Taking on the recent Moa Point sewer interceptor overpump was a major responsibility by any standards. Adding to the pressures of environmental sensitivity and intense public scrutiny was the need to safeguard a crew working in the pipe. All this while under Covid-19 lockdown.
Interflow NZ were awarded the contract to rehabilitate both the 1800 dia and 1350 dia intercepting sewer pipes by re-lining. Interflow engaged experienced Wellington contractor E.N Ramsbottom to carry out the overpump portion of the work. The repairs were carried out successfully and very smoothly due in no small part to meticulous planning and the combined expertise of E.N Ramsbottom and the team at Prime Pump. For both companies it was one of the largest projects of its kind that they had handled.
The repairs had been fast-tracked after internal corrosion of the pipes had been discovered during an inspection of a section of interceptor, which is the main pipe carrying Wellington’s wastewater to Moa Point for treatment.
Before the interceptor could be relined it had to be overpumped. This diverted the wastewater flowing through the interceptor allowing access for the relining machine and its crew. Relining had been chosen as the most resilient solution and to avoid the more costly, disruptive and time consuming option of digging-up the underground pipes.
The discovery of the issue with the interceptor came hot-on-the-heels of two well-publicised pipe failures in other areas of Wellington. Public interest was high, particularly in light of the Moa Point location; right next to Lyall Bay and near the Wellington International Airport and a residential area.
Michelle Hoffmann Contract Manager at E.N Ramsbottom says there were a lot of stakeholders. Among them; the airport, active community groups, the public and the wastewater treatment plant itself. “It was important that it went well.”
An additional complication was a relative lack of detail for the all-important flow calculations. Ricardo Holt, Hire Operations and Civil Contracting Manager for Prime Pump says one the biggest challenges was not knowing the flow or how much tidal intrusion would impact the water levels. “The Moa Point wastewater treatment plant has a flow metre, but it gives a two-hour average.” As Ricardo notes; “Flow can change massively in two hours.”
════════════════
__Exercise instructions__:
Which words does the Moa Point overpump text give from "The repairs had" up to and including "a residential area."? Return that part of the text exactly.
════════════════
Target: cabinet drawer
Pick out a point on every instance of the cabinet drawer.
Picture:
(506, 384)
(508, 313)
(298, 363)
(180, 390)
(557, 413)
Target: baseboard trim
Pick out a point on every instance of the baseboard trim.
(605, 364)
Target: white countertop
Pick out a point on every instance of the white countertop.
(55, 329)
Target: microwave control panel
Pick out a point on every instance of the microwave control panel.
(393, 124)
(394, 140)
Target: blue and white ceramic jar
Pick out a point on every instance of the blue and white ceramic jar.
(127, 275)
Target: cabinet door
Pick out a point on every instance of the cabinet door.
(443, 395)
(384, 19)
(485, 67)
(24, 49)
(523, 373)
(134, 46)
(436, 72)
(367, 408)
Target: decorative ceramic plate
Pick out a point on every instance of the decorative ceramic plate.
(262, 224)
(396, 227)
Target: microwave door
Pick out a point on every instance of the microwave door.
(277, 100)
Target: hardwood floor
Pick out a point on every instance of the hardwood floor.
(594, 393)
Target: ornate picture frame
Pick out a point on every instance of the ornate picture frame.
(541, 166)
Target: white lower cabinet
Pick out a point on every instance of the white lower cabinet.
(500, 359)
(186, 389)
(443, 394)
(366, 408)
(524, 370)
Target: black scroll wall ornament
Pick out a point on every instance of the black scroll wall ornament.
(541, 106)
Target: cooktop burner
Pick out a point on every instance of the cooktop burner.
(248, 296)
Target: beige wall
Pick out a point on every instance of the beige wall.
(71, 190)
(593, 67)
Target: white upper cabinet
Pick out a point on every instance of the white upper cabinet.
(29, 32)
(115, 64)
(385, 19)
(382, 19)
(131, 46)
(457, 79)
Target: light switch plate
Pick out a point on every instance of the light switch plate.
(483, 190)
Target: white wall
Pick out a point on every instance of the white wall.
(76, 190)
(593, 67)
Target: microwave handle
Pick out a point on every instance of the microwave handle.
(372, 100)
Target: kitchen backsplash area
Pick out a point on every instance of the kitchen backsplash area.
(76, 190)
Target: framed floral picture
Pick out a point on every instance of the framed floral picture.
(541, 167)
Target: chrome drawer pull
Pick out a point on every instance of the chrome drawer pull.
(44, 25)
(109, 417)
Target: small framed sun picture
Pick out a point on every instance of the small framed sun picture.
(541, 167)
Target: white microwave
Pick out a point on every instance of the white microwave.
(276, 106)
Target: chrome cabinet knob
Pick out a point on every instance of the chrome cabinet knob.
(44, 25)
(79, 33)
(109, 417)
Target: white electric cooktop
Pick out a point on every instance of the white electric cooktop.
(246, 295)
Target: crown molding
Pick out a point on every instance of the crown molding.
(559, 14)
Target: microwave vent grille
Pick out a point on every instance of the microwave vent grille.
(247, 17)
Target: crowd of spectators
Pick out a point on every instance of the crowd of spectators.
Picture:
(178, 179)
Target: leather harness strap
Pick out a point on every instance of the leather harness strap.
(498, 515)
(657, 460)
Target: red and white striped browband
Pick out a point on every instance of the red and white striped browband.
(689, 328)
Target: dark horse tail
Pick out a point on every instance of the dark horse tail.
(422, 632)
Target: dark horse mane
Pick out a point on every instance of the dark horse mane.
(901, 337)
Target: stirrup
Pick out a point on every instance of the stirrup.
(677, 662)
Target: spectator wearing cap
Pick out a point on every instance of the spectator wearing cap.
════════════════
__Your solution__:
The repairs had been fast-tracked after internal corrosion of the pipes had been discovered during an inspection of a section of interceptor, which is the main pipe carrying Wellington’s wastewater to Moa Point for treatment.
Before the interceptor could be relined it had to be overpumped. This diverted the wastewater flowing through the interceptor allowing access for the relining machine and its crew. Relining had been chosen as the most resilient solution and to avoid the more costly, disruptive and time consuming option of digging-up the underground pipes.
The discovery of the issue with the interceptor came hot-on-the-heels of two well-publicised pipe failures in other areas of Wellington. Public interest was high, particularly in light of the Moa Point location; right next to Lyall Bay and near the Wellington International Airport and a residential area.